* [PAGE EXTRACT]:
Therefore group theory, whether in discrete form or continuous form, seems to me not to be directly suitable for real-world vision problems: either discrete objects aren’t applicable, or the usefulness of subgroups disappears, or the math reduces to the numerical math of affine transformations.

Nevertheless, group theory is fascinating, and it’s so easy to learn because there are no numbers! A serious consideration would be to teach group theory to kids who hate math since instead of dealing with tedious carries and memorization of multiplication tables, the kids could draw pictures instead, which would make the topic much more understandable. Group theory is also valuable to scientists in all fields who seek to describe regular patterns they encounter in their work. Groups are found everywhere in life, especially music (such as in symmetry of song composition, chord modifications producing new types of chords, or rotation of a given scale configuration to produce a new scale), crystals (where atoms form lattices of repeating structures), quantum mechanics, dancing, friezes on walls, flipping a mattress over, the mathematical proof of quintic equation solvability, error-correcting computer codes, various puzzles (Rubik’s Cube, 15 Puzzle), and more. If you’re interested, some great, easily understandable introductions to group theory are:

()

* [LIST OF TASKS]:
**a)** Answer these about the passage on group theory, one answer per line, marked the same way:
(i) For what kind of problems does the passage say group theory is not directly suitable?
(ii) Which two puzzles does it name?
(iii) What does it say kids could do instead of dealing with carries and multiplication tables?
**b)** Rewrite the passage on group theory, starting with "Therefore group theory, whether" and going on through "of affine transformations.", with "vision problems" changed to "imaging problems".
**c)** Carry on the passage on group theory past its final sentence.
The material after this point is separate from the passage on group theory.

* [DATA LINES]:
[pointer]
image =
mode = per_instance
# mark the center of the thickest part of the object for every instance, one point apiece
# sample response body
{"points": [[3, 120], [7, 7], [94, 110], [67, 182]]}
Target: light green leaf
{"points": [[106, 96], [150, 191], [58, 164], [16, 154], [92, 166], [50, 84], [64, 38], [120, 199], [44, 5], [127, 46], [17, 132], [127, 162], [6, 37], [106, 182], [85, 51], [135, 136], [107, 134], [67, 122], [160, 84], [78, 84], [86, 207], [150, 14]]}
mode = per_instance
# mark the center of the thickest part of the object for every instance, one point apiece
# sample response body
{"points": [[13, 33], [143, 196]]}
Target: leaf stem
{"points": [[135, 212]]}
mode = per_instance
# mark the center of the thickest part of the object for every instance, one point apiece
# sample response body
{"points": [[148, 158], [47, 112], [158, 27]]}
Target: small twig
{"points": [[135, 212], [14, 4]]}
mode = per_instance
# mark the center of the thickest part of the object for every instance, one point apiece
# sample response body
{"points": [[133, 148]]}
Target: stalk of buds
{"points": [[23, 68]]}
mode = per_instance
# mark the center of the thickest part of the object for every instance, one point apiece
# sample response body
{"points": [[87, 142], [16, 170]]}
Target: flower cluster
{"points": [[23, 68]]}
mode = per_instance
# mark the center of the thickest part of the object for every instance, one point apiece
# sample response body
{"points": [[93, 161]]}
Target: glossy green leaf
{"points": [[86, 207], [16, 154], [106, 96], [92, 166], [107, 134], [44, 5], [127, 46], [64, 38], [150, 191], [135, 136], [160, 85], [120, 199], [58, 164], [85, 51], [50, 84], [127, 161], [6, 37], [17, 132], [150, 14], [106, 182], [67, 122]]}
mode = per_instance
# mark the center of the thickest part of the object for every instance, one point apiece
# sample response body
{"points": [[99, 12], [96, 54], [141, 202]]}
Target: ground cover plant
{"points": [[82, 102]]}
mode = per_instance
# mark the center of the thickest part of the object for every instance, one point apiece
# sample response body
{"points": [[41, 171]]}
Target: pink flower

* [ANSWERS TO THE EXERCISES]:
**a)**
(i) Real-world vision problems.
(ii) Rubik's Cube and the 15 Puzzle.
(iii) Draw pictures.

**b)**
Therefore group theory, whether in discrete form or continuous form, seems to me not to be directly suitable for real-world imaging problems: either discrete objects aren’t applicable, or the usefulness of subgroups disappears, or the math reduces to the numerical math of affine transformations.

**c)**
http://opinionator.blogs.nytimes.com/2010/05/02/group-think/?_r=0 - excellent intro
()
“Visual Group Theory”, Nathan C. Carter, 2009 - excellent, I want to buy this one to read whenever I need to kill time
()
“Group Theory in the Bedroom, and Other Mathematical Diversions”, Brian Hayes, 2008 - only one chapter on the group theory of flipping a mattress
()
“Mathematics: The Science of Patterns: The Search for Order in Life, Mind, and the Universe”, Keith Devlin, 1994 - only one section on group theory
()
“The Language of Mathematics: Making the Invisible Visible”, Keith Devlin, 1998 - identical text to the Devlin book above, just a different title

 

 
  [ # 3 ]

PART 4: AFFINE TRANSFORMATIONS

—————
ERRATA ON GROUP THEORY:
(1) I forgot that Cayley diagrams can also represent states by listing the operations that it took to get to those states, not just by showing the states themselves. Therefore a group describing continuous rotation could have a finite, discrete Cayley diagram by showing the operations, and in fact the “multiplication table” equivalent of such a Cayley diagram was already shown in one of my links (http://theoxyanionhole.blogspot.com/2013/06/what-fck-does-abstract-algebra-have-to_2.html). However, my general conclusion is still unchanged: in object recognition the series of rotations that led to a given angle of the viewed image are not of interest, especially since affine transformations presumably can move the object to that state directly, and the object still needs to be recognized in its final state, which is the difficult AI problem that group theory doesn’t address.
(2) Automata theory technically would be another non-numerical branch of math, along with group theory and topology, even though the computers it models in practice typically perform mathematical operations. That’s because Turing Machines specify only change of states, not arithmetic operations as assembly language would do.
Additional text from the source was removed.